Nothing before the line containing "Can you see the window" should appear; please restate that line and every later line word for word through the end of the listing.

[Start of Attachment]

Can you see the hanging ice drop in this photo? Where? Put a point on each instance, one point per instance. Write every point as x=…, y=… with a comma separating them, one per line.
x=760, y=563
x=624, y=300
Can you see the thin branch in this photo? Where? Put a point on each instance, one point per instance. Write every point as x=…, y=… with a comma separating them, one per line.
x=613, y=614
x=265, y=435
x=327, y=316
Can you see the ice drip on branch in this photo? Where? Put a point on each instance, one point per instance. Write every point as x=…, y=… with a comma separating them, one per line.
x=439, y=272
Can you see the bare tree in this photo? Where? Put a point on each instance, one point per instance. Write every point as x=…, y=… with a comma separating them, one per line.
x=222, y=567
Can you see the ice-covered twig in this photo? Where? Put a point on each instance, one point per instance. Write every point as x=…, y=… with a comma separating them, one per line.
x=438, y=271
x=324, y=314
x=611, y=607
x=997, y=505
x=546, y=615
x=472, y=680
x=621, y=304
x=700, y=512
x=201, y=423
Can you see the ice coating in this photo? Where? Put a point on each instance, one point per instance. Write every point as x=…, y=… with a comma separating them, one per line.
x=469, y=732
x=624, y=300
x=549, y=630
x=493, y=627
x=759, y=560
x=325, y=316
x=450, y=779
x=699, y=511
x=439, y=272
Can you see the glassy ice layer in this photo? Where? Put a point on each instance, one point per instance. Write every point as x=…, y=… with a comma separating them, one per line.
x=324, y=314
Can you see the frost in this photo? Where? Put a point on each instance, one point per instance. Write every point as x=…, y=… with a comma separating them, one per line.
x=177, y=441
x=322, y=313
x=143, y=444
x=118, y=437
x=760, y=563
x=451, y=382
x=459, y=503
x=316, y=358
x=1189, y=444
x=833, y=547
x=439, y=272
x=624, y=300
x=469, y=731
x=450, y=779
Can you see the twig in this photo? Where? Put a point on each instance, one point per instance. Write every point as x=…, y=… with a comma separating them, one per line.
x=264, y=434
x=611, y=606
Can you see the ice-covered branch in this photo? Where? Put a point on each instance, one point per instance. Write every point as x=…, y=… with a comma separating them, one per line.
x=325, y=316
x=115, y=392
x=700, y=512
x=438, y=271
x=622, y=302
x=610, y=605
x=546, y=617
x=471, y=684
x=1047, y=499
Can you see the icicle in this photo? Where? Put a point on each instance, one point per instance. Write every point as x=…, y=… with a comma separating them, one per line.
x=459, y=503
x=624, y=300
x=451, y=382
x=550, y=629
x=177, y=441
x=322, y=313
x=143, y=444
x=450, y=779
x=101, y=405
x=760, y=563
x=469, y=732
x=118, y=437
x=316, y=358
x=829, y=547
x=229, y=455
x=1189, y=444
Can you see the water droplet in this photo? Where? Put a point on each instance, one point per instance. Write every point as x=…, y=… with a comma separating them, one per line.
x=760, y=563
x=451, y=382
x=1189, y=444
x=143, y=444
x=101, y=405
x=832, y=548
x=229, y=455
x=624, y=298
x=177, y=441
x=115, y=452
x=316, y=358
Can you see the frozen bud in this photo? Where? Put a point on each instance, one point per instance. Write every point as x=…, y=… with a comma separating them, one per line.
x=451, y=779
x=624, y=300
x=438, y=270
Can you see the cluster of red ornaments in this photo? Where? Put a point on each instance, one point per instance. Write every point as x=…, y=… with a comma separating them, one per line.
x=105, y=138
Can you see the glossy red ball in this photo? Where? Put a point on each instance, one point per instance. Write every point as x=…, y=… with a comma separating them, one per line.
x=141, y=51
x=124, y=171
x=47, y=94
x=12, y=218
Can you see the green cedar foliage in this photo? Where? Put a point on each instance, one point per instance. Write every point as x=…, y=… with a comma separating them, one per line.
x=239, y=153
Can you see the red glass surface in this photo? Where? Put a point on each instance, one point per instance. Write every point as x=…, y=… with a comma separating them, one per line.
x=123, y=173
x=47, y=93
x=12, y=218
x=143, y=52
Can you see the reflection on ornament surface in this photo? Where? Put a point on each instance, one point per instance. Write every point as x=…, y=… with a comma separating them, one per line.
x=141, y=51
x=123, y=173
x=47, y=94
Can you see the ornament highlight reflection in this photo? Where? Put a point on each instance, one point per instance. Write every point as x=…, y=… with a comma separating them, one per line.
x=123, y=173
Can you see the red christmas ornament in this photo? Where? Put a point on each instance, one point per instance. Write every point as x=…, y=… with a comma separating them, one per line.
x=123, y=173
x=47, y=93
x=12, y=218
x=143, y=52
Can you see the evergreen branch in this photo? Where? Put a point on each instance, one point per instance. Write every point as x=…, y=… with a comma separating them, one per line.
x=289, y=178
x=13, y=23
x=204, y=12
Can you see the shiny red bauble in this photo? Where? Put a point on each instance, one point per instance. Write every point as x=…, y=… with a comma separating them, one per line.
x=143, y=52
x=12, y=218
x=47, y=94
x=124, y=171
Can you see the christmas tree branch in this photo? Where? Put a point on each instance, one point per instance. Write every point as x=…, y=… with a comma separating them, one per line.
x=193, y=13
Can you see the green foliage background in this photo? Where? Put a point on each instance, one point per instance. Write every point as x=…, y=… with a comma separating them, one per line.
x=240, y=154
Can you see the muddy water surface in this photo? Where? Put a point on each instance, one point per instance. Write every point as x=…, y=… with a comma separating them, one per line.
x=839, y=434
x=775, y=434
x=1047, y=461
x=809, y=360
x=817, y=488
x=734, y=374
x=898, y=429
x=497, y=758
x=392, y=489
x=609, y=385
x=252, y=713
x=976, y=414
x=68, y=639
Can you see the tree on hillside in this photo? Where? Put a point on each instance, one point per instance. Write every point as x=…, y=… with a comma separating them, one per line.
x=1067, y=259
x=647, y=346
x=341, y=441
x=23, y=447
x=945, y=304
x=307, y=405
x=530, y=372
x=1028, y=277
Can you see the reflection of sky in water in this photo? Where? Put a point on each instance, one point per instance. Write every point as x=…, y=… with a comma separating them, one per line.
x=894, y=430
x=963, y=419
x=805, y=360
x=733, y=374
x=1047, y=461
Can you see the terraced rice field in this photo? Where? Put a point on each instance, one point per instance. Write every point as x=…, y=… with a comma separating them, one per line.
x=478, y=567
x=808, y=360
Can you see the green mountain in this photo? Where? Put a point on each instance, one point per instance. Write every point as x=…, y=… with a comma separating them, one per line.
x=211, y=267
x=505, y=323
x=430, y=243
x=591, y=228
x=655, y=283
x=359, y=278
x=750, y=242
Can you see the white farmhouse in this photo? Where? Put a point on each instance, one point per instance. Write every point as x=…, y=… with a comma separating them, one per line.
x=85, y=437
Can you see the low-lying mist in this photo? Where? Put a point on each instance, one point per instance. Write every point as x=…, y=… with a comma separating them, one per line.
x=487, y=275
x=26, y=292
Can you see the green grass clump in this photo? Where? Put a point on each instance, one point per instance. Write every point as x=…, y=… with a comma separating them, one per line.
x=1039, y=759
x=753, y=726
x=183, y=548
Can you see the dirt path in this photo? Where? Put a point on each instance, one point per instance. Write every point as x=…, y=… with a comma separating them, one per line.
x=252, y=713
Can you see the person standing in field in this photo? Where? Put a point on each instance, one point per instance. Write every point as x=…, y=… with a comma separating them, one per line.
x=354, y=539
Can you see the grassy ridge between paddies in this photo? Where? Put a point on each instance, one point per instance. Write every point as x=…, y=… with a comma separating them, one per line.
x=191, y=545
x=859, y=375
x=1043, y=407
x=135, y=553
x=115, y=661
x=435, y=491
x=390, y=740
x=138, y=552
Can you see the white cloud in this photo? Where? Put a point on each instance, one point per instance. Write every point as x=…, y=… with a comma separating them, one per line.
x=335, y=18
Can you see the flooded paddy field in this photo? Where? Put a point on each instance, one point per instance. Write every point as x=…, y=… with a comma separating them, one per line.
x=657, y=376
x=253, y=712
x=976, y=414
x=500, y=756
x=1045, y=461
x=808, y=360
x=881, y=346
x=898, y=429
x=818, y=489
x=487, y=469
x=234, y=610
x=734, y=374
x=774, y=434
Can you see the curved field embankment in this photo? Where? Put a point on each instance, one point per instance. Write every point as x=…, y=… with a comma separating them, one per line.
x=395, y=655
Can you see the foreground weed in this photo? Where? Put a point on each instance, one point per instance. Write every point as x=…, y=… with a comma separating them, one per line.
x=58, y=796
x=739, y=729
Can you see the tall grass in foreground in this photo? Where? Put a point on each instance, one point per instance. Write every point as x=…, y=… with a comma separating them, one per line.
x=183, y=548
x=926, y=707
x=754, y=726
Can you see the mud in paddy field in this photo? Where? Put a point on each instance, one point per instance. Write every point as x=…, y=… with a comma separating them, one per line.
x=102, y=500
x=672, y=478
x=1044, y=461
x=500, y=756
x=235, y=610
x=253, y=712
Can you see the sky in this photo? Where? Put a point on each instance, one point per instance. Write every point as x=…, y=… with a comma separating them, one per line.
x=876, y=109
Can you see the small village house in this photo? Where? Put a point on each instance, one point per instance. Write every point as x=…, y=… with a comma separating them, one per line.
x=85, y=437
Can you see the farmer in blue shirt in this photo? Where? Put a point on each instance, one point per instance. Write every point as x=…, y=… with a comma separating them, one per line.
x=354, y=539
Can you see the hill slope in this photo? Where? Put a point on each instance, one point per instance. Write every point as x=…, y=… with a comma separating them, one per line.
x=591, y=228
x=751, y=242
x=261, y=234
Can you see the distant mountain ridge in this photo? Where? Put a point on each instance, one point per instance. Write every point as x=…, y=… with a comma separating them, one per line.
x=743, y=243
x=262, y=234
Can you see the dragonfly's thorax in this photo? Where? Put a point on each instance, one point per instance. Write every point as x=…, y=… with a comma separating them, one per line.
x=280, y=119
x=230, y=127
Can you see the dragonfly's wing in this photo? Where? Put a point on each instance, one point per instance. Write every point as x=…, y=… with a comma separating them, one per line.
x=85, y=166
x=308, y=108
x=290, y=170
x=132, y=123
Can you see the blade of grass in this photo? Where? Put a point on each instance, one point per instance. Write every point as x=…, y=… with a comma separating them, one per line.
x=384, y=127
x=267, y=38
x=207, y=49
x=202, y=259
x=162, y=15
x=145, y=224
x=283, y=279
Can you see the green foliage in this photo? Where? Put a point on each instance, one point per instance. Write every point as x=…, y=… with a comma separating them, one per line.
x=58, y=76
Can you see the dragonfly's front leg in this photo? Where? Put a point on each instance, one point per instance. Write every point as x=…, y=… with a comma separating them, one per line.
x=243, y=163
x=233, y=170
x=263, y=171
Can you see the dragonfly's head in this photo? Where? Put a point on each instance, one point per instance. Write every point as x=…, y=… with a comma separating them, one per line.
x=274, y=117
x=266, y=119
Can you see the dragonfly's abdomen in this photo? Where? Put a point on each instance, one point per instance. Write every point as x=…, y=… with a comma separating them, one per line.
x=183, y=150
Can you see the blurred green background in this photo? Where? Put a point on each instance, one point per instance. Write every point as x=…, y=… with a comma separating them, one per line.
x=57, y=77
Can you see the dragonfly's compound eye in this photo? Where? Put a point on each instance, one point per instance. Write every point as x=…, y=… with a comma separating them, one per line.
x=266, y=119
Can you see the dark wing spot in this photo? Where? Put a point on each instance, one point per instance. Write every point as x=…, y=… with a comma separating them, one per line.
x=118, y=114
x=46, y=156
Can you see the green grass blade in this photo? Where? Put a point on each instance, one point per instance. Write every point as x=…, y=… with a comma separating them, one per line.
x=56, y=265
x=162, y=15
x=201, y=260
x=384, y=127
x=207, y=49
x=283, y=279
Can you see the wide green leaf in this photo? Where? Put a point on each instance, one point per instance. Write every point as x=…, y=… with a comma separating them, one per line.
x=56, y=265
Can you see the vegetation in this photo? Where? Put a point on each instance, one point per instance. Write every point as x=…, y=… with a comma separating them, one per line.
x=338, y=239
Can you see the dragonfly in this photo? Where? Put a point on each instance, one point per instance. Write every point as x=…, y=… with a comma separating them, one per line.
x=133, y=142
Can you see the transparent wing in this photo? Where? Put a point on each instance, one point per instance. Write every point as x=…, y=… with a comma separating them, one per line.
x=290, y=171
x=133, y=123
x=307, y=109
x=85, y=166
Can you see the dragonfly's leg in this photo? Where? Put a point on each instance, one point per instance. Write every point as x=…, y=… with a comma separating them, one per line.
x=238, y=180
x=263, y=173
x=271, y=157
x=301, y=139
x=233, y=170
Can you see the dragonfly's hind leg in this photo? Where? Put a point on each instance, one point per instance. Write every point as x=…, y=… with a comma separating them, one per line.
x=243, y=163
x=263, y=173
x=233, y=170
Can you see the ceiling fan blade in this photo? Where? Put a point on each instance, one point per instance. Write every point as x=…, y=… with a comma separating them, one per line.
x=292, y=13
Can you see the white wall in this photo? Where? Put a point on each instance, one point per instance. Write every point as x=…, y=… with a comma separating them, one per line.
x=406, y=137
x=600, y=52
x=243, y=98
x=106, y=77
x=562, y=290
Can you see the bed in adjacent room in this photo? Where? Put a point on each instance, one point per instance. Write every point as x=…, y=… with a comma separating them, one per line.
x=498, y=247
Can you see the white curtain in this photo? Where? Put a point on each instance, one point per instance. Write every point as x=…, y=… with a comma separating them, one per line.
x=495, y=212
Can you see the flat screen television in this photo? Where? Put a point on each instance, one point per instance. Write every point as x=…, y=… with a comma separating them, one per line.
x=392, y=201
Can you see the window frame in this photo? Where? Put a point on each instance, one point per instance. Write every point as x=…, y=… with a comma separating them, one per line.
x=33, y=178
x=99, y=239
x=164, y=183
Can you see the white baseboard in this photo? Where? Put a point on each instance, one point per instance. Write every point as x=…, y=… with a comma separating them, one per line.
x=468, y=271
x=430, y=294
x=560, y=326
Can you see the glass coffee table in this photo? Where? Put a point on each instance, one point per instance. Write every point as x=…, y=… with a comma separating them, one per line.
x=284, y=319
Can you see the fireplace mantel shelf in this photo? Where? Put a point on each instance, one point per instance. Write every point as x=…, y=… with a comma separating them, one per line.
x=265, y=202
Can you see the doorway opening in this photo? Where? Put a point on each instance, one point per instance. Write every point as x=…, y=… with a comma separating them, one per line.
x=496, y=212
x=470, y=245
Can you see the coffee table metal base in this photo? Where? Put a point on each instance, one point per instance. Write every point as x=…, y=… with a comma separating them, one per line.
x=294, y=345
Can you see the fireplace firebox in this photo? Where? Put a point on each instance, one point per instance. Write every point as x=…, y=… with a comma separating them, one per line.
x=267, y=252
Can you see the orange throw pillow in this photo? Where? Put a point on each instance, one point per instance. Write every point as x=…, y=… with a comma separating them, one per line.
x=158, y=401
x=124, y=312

[End of Attachment]

Response for this exercise:
Can you see the window frame in this photo? Where? Put a point on each instance, one point per instance. Write every point as x=…, y=… with a comma separating them, one per line.
x=33, y=178
x=99, y=239
x=164, y=183
Can you see the white baseboard in this photo? Where? Put a point on each instance, one point per instance. Write every point as x=…, y=… with a comma separating them, one per line.
x=468, y=271
x=430, y=294
x=560, y=326
Can you see the glass coffee table in this photo? Where? Put a point on each instance, one point per instance. Write every point as x=…, y=… with a comma separating them, one per line.
x=284, y=319
Can you see the fireplace mantel shelf in this photo? Where? Put a point on each instance, one point per instance. Write every point as x=…, y=… with a comma separating them, one per line.
x=265, y=202
Can you see the doorway opening in this photo? Where? Put a point on each instance, one point per instance. Write every point as x=…, y=… with a comma separating them, one per line.
x=496, y=212
x=470, y=245
Can you see the coffee table metal base in this photo? Where? Put a point on each instance, one point per instance. Write every point as x=…, y=… with a comma separating them, one per line.
x=294, y=345
Can you see the fireplace firebox in this photo? Where? Put a point on each instance, one point per instance. Write every point as x=…, y=… with a comma separating them, one per line.
x=267, y=252
Can you see the orange throw pillow in this photo? Where? Put a point on each instance, one point per instance. Write every point as x=…, y=… with a comma separating them, one per line.
x=158, y=401
x=124, y=312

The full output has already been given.